+++ Data for processing +++

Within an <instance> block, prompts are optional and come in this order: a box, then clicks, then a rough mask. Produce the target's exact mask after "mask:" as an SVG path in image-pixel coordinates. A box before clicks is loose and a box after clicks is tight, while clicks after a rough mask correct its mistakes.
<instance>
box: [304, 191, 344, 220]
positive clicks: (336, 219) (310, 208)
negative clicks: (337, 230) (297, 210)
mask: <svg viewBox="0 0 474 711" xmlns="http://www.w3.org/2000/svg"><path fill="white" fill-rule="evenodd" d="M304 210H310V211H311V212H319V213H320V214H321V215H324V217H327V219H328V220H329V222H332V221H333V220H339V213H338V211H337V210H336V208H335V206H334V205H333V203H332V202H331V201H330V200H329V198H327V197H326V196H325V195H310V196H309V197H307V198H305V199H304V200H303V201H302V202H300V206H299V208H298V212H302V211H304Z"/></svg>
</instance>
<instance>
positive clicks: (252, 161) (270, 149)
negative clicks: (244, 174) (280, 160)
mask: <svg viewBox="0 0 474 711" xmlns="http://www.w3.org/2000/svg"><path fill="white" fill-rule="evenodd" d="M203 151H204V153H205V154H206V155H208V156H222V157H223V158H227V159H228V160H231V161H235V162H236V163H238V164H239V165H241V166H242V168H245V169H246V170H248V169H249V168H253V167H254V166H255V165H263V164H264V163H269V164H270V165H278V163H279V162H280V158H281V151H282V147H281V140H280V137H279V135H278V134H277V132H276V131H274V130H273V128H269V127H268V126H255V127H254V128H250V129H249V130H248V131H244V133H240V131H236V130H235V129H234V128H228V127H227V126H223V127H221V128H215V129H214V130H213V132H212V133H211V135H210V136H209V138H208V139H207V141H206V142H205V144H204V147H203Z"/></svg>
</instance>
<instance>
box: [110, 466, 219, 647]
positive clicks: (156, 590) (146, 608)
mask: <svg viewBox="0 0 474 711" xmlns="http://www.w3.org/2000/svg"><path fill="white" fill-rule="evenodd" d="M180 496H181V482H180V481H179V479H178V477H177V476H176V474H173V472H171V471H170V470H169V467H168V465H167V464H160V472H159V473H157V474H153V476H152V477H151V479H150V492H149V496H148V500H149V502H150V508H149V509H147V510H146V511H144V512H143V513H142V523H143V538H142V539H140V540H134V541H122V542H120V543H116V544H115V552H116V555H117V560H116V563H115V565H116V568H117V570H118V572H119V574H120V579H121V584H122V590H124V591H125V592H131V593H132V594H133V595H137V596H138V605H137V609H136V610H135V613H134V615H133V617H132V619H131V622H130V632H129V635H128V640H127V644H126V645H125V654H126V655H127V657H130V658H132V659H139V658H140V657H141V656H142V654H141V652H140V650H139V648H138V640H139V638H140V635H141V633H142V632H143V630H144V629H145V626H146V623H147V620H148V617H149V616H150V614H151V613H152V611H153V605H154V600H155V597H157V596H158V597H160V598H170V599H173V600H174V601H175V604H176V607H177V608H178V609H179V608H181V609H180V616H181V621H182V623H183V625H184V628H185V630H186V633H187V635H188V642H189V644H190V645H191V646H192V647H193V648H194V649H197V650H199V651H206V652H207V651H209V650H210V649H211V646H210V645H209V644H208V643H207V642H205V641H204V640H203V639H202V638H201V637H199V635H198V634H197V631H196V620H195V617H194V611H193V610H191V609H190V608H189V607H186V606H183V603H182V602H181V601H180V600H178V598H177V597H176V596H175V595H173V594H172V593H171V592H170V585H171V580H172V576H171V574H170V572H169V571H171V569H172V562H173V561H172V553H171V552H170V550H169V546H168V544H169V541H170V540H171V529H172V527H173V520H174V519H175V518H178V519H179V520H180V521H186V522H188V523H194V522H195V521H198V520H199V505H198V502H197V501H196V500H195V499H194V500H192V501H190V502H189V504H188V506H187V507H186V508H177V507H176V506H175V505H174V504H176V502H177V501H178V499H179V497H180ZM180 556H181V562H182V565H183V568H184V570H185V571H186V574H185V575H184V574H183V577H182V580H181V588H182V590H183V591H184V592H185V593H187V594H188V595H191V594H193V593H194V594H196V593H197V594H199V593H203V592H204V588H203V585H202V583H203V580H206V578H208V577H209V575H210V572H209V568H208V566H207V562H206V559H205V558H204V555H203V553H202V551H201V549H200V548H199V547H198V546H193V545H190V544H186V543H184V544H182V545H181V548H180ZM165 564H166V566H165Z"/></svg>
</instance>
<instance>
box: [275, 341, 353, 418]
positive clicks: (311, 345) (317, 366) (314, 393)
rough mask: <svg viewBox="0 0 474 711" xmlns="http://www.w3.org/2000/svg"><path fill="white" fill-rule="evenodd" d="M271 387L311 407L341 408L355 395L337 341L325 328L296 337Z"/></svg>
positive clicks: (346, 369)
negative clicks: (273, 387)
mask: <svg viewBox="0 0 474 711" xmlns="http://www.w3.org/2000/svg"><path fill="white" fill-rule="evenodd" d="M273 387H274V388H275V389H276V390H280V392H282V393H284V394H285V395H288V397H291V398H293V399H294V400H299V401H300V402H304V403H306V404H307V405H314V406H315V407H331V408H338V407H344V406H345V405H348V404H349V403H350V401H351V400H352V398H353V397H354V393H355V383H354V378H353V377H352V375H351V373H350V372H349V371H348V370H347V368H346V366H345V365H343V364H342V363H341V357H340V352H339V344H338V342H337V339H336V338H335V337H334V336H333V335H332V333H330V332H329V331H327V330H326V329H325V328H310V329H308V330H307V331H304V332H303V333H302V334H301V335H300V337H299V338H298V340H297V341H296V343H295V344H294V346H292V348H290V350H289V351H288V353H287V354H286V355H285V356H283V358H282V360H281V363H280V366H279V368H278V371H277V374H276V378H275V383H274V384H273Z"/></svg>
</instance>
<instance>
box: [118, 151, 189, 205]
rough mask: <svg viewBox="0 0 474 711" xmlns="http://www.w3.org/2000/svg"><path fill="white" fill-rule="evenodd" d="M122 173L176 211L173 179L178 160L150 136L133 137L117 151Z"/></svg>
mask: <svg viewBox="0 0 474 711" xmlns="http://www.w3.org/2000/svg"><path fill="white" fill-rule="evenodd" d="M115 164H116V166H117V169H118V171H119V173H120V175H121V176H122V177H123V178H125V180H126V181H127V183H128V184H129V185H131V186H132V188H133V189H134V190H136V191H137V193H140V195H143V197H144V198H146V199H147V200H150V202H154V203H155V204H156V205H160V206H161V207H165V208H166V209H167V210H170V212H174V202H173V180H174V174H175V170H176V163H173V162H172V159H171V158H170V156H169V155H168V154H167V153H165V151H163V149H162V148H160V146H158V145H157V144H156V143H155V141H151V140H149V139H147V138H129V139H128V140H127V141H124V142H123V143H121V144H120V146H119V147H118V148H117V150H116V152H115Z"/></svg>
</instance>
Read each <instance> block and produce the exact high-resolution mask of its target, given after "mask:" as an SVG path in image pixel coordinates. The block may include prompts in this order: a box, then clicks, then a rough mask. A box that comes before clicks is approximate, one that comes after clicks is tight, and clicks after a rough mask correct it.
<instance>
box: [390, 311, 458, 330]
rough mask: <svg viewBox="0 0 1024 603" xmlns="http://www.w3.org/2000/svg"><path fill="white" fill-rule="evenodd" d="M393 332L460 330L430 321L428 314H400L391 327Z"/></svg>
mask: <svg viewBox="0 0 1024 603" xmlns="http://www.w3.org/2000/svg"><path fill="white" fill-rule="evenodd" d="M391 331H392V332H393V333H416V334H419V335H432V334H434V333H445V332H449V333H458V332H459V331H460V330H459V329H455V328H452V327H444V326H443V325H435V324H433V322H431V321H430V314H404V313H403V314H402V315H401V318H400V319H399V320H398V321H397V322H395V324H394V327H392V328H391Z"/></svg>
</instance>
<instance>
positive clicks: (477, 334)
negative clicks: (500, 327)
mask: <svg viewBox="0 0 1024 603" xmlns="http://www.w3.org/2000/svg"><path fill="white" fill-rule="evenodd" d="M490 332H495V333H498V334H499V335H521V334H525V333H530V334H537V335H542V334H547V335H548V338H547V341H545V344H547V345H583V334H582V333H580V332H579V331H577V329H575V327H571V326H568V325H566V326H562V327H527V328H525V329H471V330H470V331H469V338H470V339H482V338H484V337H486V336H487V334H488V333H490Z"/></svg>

+++

**Exercise objective**
Looking at the records above, return exactly the lines from the line with "box: [304, 191, 344, 220]" to the line with "positive clicks: (252, 161) (270, 149)", both ends included.

**Written solution**
box: [304, 191, 344, 220]
positive clicks: (336, 219) (310, 208)
negative clicks: (337, 230) (297, 210)
mask: <svg viewBox="0 0 474 711" xmlns="http://www.w3.org/2000/svg"><path fill="white" fill-rule="evenodd" d="M304 210H310V211H311V212H319V213H320V214H321V215H324V217H327V219H328V220H329V222H332V221H333V220H339V213H338V211H337V210H336V208H335V206H334V205H333V203H332V202H331V201H330V200H329V198H327V197H326V196H325V195H310V196H309V197H307V198H305V199H304V200H303V201H302V202H300V206H299V208H298V212H302V211H304Z"/></svg>
</instance>
<instance>
positive clicks: (252, 161) (270, 149)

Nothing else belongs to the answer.